By Ammar Ahmed
On Tuesday, October 22, the U.S. House of Representatives Foreign Affairs Subcommittee on Asia, the Pacific, and Nonproliferation convened a highly anticipated two-part hearing on human rights in South Asia. While at times touching on other matters in the region, the hearing was largely focused on concerns over recent developments in the disputed territories of Jammu and Kashmir.
The first part of the hearing consisted of the testimony of two witnesses from the State Department (Acting Assistant Secretary for the Bureau of South and Central Asian Affairs Alice Wells and Assistant Secretary of State for Democracy, Human Rights, and Labor – Robert Destro). They were asked repeatedly about the current situation in Kashmir, particularly the communications blockout, reports on the lack of medicine and other healthcare necessities, and the prevention of U.S. diplomats from entering the region. While the State Department officials were very careful to reiterate the importance of the U.S. – Indian partnership and their belief in the long-term integrity of Indian democratic institutions, they did share the concerns of the members and highlighted that the very fact that this hearing was being held was sending an important signal to their Indian counterparts. Chairman Brad Sherman (D-CA) and other democratic colleagues raised concerns over providing proof of citizenship for Muslims in Assam and how Muslims are the only religious group being target through leslagation.
The second part of the hearing had a large witness panel, consisting of Kashmiri-American and Kashmiri-British academics, a Times of India journalist, a representative from Amnesty International, and others. The diversity of this witness panel allowed for some moments of tension and heated exchanges. Certain lines of questioning, particularly by Rep. Yoho (R-FL), allowed for expounding on the role of non-state actors and militant groups for the human rights violations in the region. However, the bulk of the second part of the hearing was still focussed on the communications blockout and the inability of U.S. diplomats to enter the region.
Perhaps the most important takeaway from both parts of the hearing was the constant mention by members of congress of the concerns of their constituents about the issue. Indeed, it seems unlikely that without the extensive grassroots lobbying that has taken place over the Kashmir issue that this hearing would have been called in the first place. Ultimately, the U.S. government has limited ability to force the Indian or Pakistani governments to make significant policy changes over the situation in Kashmir. However, this hearing taking place sends strong signals to the subcontinent that the U.S. government is watching and is concerned.
--------------------------------
Your objective: Echo the passage of the hearing report from "Perhaps the most" to "and is concerned.", word for word.

Extracted data:
--------------------------------
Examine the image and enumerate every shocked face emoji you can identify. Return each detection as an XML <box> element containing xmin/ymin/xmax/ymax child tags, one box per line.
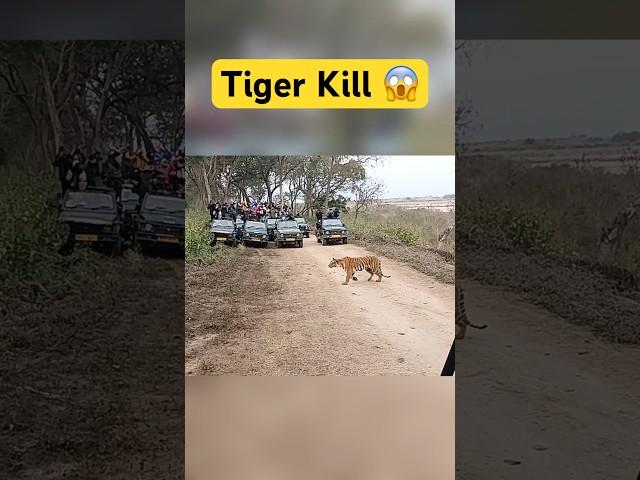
<box><xmin>384</xmin><ymin>67</ymin><xmax>418</xmax><ymax>102</ymax></box>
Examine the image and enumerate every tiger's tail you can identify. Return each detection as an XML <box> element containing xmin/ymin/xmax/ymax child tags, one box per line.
<box><xmin>467</xmin><ymin>322</ymin><xmax>487</xmax><ymax>330</ymax></box>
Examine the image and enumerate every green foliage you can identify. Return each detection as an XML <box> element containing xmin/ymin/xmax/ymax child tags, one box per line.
<box><xmin>0</xmin><ymin>167</ymin><xmax>61</xmax><ymax>274</ymax></box>
<box><xmin>184</xmin><ymin>208</ymin><xmax>239</xmax><ymax>265</ymax></box>
<box><xmin>343</xmin><ymin>206</ymin><xmax>455</xmax><ymax>252</ymax></box>
<box><xmin>457</xmin><ymin>158</ymin><xmax>640</xmax><ymax>271</ymax></box>
<box><xmin>457</xmin><ymin>201</ymin><xmax>555</xmax><ymax>251</ymax></box>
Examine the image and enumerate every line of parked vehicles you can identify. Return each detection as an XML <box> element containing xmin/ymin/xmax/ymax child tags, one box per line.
<box><xmin>210</xmin><ymin>216</ymin><xmax>349</xmax><ymax>248</ymax></box>
<box><xmin>59</xmin><ymin>185</ymin><xmax>185</xmax><ymax>255</ymax></box>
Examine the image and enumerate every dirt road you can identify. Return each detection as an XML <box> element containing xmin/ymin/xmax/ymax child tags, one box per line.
<box><xmin>185</xmin><ymin>235</ymin><xmax>454</xmax><ymax>375</ymax></box>
<box><xmin>456</xmin><ymin>281</ymin><xmax>640</xmax><ymax>480</ymax></box>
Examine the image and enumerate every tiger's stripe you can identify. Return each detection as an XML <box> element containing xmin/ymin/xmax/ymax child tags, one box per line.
<box><xmin>329</xmin><ymin>255</ymin><xmax>390</xmax><ymax>285</ymax></box>
<box><xmin>456</xmin><ymin>285</ymin><xmax>487</xmax><ymax>339</ymax></box>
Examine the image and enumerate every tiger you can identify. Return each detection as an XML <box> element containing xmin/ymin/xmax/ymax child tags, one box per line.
<box><xmin>329</xmin><ymin>255</ymin><xmax>391</xmax><ymax>285</ymax></box>
<box><xmin>456</xmin><ymin>285</ymin><xmax>487</xmax><ymax>339</ymax></box>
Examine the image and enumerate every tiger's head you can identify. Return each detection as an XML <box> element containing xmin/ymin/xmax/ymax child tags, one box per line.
<box><xmin>329</xmin><ymin>258</ymin><xmax>342</xmax><ymax>268</ymax></box>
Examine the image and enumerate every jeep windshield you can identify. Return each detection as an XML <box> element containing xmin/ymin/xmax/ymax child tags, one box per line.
<box><xmin>64</xmin><ymin>192</ymin><xmax>116</xmax><ymax>210</ymax></box>
<box><xmin>244</xmin><ymin>222</ymin><xmax>267</xmax><ymax>233</ymax></box>
<box><xmin>211</xmin><ymin>219</ymin><xmax>234</xmax><ymax>228</ymax></box>
<box><xmin>142</xmin><ymin>195</ymin><xmax>184</xmax><ymax>213</ymax></box>
<box><xmin>120</xmin><ymin>190</ymin><xmax>140</xmax><ymax>202</ymax></box>
<box><xmin>278</xmin><ymin>220</ymin><xmax>298</xmax><ymax>229</ymax></box>
<box><xmin>322</xmin><ymin>218</ymin><xmax>344</xmax><ymax>227</ymax></box>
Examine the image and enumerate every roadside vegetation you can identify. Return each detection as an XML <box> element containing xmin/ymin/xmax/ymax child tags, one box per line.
<box><xmin>457</xmin><ymin>159</ymin><xmax>640</xmax><ymax>343</ymax></box>
<box><xmin>343</xmin><ymin>206</ymin><xmax>455</xmax><ymax>253</ymax></box>
<box><xmin>185</xmin><ymin>208</ymin><xmax>243</xmax><ymax>268</ymax></box>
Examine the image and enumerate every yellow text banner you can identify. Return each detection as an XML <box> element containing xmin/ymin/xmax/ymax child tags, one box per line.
<box><xmin>211</xmin><ymin>58</ymin><xmax>429</xmax><ymax>109</ymax></box>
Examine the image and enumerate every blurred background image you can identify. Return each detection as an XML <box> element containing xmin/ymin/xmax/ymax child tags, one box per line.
<box><xmin>185</xmin><ymin>0</ymin><xmax>455</xmax><ymax>155</ymax></box>
<box><xmin>185</xmin><ymin>376</ymin><xmax>455</xmax><ymax>480</ymax></box>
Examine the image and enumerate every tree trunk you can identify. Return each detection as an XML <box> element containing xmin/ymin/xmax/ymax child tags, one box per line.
<box><xmin>324</xmin><ymin>156</ymin><xmax>335</xmax><ymax>212</ymax></box>
<box><xmin>279</xmin><ymin>157</ymin><xmax>284</xmax><ymax>210</ymax></box>
<box><xmin>202</xmin><ymin>163</ymin><xmax>211</xmax><ymax>205</ymax></box>
<box><xmin>40</xmin><ymin>55</ymin><xmax>62</xmax><ymax>156</ymax></box>
<box><xmin>91</xmin><ymin>46</ymin><xmax>131</xmax><ymax>152</ymax></box>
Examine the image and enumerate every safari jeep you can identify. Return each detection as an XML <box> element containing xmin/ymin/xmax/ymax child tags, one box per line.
<box><xmin>275</xmin><ymin>220</ymin><xmax>302</xmax><ymax>248</ymax></box>
<box><xmin>211</xmin><ymin>218</ymin><xmax>238</xmax><ymax>247</ymax></box>
<box><xmin>59</xmin><ymin>189</ymin><xmax>122</xmax><ymax>254</ymax></box>
<box><xmin>296</xmin><ymin>217</ymin><xmax>309</xmax><ymax>238</ymax></box>
<box><xmin>242</xmin><ymin>221</ymin><xmax>269</xmax><ymax>247</ymax></box>
<box><xmin>316</xmin><ymin>218</ymin><xmax>349</xmax><ymax>245</ymax></box>
<box><xmin>133</xmin><ymin>193</ymin><xmax>184</xmax><ymax>249</ymax></box>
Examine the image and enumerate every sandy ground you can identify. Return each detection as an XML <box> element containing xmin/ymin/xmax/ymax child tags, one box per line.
<box><xmin>185</xmin><ymin>235</ymin><xmax>454</xmax><ymax>375</ymax></box>
<box><xmin>456</xmin><ymin>281</ymin><xmax>640</xmax><ymax>480</ymax></box>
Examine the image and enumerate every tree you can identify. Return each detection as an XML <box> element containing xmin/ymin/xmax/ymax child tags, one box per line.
<box><xmin>351</xmin><ymin>178</ymin><xmax>384</xmax><ymax>220</ymax></box>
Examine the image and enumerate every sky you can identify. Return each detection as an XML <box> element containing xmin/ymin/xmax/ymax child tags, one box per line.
<box><xmin>456</xmin><ymin>40</ymin><xmax>640</xmax><ymax>141</ymax></box>
<box><xmin>367</xmin><ymin>156</ymin><xmax>456</xmax><ymax>198</ymax></box>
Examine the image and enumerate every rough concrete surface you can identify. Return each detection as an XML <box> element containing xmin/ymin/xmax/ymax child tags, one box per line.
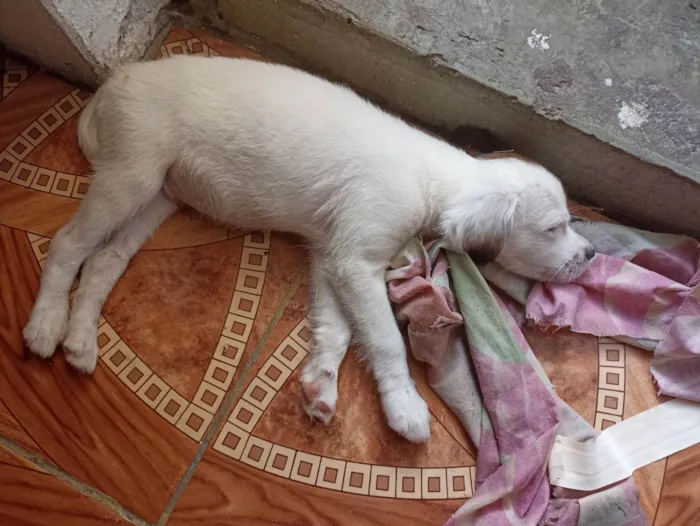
<box><xmin>0</xmin><ymin>0</ymin><xmax>169</xmax><ymax>84</ymax></box>
<box><xmin>0</xmin><ymin>0</ymin><xmax>96</xmax><ymax>80</ymax></box>
<box><xmin>304</xmin><ymin>0</ymin><xmax>700</xmax><ymax>185</ymax></box>
<box><xmin>187</xmin><ymin>0</ymin><xmax>700</xmax><ymax>236</ymax></box>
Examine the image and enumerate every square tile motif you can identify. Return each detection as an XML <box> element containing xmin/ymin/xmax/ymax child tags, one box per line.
<box><xmin>289</xmin><ymin>451</ymin><xmax>321</xmax><ymax>486</ymax></box>
<box><xmin>156</xmin><ymin>389</ymin><xmax>189</xmax><ymax>425</ymax></box>
<box><xmin>192</xmin><ymin>382</ymin><xmax>226</xmax><ymax>414</ymax></box>
<box><xmin>258</xmin><ymin>356</ymin><xmax>292</xmax><ymax>391</ymax></box>
<box><xmin>396</xmin><ymin>468</ymin><xmax>423</xmax><ymax>499</ymax></box>
<box><xmin>102</xmin><ymin>340</ymin><xmax>136</xmax><ymax>375</ymax></box>
<box><xmin>421</xmin><ymin>468</ymin><xmax>447</xmax><ymax>499</ymax></box>
<box><xmin>369</xmin><ymin>466</ymin><xmax>396</xmax><ymax>498</ymax></box>
<box><xmin>175</xmin><ymin>404</ymin><xmax>214</xmax><ymax>442</ymax></box>
<box><xmin>343</xmin><ymin>462</ymin><xmax>372</xmax><ymax>495</ymax></box>
<box><xmin>204</xmin><ymin>359</ymin><xmax>236</xmax><ymax>391</ymax></box>
<box><xmin>272</xmin><ymin>336</ymin><xmax>308</xmax><ymax>371</ymax></box>
<box><xmin>228</xmin><ymin>399</ymin><xmax>262</xmax><ymax>433</ymax></box>
<box><xmin>229</xmin><ymin>290</ymin><xmax>260</xmax><ymax>319</ymax></box>
<box><xmin>242</xmin><ymin>376</ymin><xmax>277</xmax><ymax>411</ymax></box>
<box><xmin>221</xmin><ymin>314</ymin><xmax>253</xmax><ymax>343</ymax></box>
<box><xmin>214</xmin><ymin>336</ymin><xmax>247</xmax><ymax>366</ymax></box>
<box><xmin>596</xmin><ymin>389</ymin><xmax>625</xmax><ymax>416</ymax></box>
<box><xmin>212</xmin><ymin>422</ymin><xmax>250</xmax><ymax>460</ymax></box>
<box><xmin>598</xmin><ymin>343</ymin><xmax>625</xmax><ymax>367</ymax></box>
<box><xmin>136</xmin><ymin>374</ymin><xmax>170</xmax><ymax>409</ymax></box>
<box><xmin>119</xmin><ymin>357</ymin><xmax>153</xmax><ymax>392</ymax></box>
<box><xmin>447</xmin><ymin>467</ymin><xmax>472</xmax><ymax>499</ymax></box>
<box><xmin>316</xmin><ymin>457</ymin><xmax>345</xmax><ymax>491</ymax></box>
<box><xmin>598</xmin><ymin>367</ymin><xmax>625</xmax><ymax>391</ymax></box>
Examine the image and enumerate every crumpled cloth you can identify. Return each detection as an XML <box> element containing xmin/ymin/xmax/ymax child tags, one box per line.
<box><xmin>386</xmin><ymin>223</ymin><xmax>700</xmax><ymax>526</ymax></box>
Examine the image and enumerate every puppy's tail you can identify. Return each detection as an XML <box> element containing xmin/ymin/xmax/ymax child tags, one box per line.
<box><xmin>78</xmin><ymin>90</ymin><xmax>100</xmax><ymax>160</ymax></box>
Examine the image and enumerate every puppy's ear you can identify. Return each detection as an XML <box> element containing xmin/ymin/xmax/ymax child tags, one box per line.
<box><xmin>443</xmin><ymin>192</ymin><xmax>519</xmax><ymax>264</ymax></box>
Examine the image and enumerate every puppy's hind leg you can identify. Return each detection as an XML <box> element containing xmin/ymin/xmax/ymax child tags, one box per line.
<box><xmin>301</xmin><ymin>261</ymin><xmax>351</xmax><ymax>424</ymax></box>
<box><xmin>23</xmin><ymin>165</ymin><xmax>165</xmax><ymax>364</ymax></box>
<box><xmin>63</xmin><ymin>192</ymin><xmax>177</xmax><ymax>373</ymax></box>
<box><xmin>328</xmin><ymin>258</ymin><xmax>430</xmax><ymax>442</ymax></box>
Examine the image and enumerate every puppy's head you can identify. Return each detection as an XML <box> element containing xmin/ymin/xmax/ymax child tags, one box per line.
<box><xmin>442</xmin><ymin>158</ymin><xmax>594</xmax><ymax>283</ymax></box>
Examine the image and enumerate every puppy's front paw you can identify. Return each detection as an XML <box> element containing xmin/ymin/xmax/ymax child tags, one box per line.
<box><xmin>301</xmin><ymin>368</ymin><xmax>338</xmax><ymax>424</ymax></box>
<box><xmin>63</xmin><ymin>326</ymin><xmax>99</xmax><ymax>374</ymax></box>
<box><xmin>382</xmin><ymin>385</ymin><xmax>430</xmax><ymax>442</ymax></box>
<box><xmin>22</xmin><ymin>307</ymin><xmax>68</xmax><ymax>358</ymax></box>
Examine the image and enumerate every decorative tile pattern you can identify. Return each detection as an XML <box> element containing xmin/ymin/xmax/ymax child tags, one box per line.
<box><xmin>447</xmin><ymin>468</ymin><xmax>472</xmax><ymax>499</ymax></box>
<box><xmin>595</xmin><ymin>338</ymin><xmax>626</xmax><ymax>431</ymax></box>
<box><xmin>421</xmin><ymin>468</ymin><xmax>447</xmax><ymax>499</ymax></box>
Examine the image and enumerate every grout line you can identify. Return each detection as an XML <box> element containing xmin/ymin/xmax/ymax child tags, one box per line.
<box><xmin>156</xmin><ymin>273</ymin><xmax>303</xmax><ymax>526</ymax></box>
<box><xmin>0</xmin><ymin>435</ymin><xmax>149</xmax><ymax>526</ymax></box>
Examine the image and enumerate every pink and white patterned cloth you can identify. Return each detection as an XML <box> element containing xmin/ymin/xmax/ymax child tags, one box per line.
<box><xmin>387</xmin><ymin>222</ymin><xmax>700</xmax><ymax>526</ymax></box>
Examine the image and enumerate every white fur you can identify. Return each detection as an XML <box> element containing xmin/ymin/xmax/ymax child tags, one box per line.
<box><xmin>24</xmin><ymin>57</ymin><xmax>587</xmax><ymax>441</ymax></box>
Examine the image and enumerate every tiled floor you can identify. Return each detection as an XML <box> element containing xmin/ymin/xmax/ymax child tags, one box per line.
<box><xmin>0</xmin><ymin>29</ymin><xmax>700</xmax><ymax>526</ymax></box>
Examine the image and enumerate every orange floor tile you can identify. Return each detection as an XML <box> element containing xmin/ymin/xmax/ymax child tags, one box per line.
<box><xmin>0</xmin><ymin>28</ymin><xmax>700</xmax><ymax>526</ymax></box>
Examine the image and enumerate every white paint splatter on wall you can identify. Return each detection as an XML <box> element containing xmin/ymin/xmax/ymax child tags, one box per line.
<box><xmin>617</xmin><ymin>102</ymin><xmax>649</xmax><ymax>130</ymax></box>
<box><xmin>527</xmin><ymin>29</ymin><xmax>552</xmax><ymax>51</ymax></box>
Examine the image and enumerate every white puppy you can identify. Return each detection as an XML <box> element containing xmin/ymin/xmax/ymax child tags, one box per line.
<box><xmin>24</xmin><ymin>57</ymin><xmax>592</xmax><ymax>442</ymax></box>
--------------------------------
Reply:
Perhaps the most important takeaway from both parts of the hearing was the constant mention by members of congress of the concerns of their constituents about the issue. Indeed, it seems unlikely that without the extensive grassroots lobbying that has taken place over the Kashmir issue that this hearing would have been called in the first place. Ultimately, the U.S. government has limited ability to force the Indian or Pakistani governments to make significant policy changes over the situation in Kashmir. However, this hearing taking place sends strong signals to the subcontinent that the U.S. government is watching and is concerned.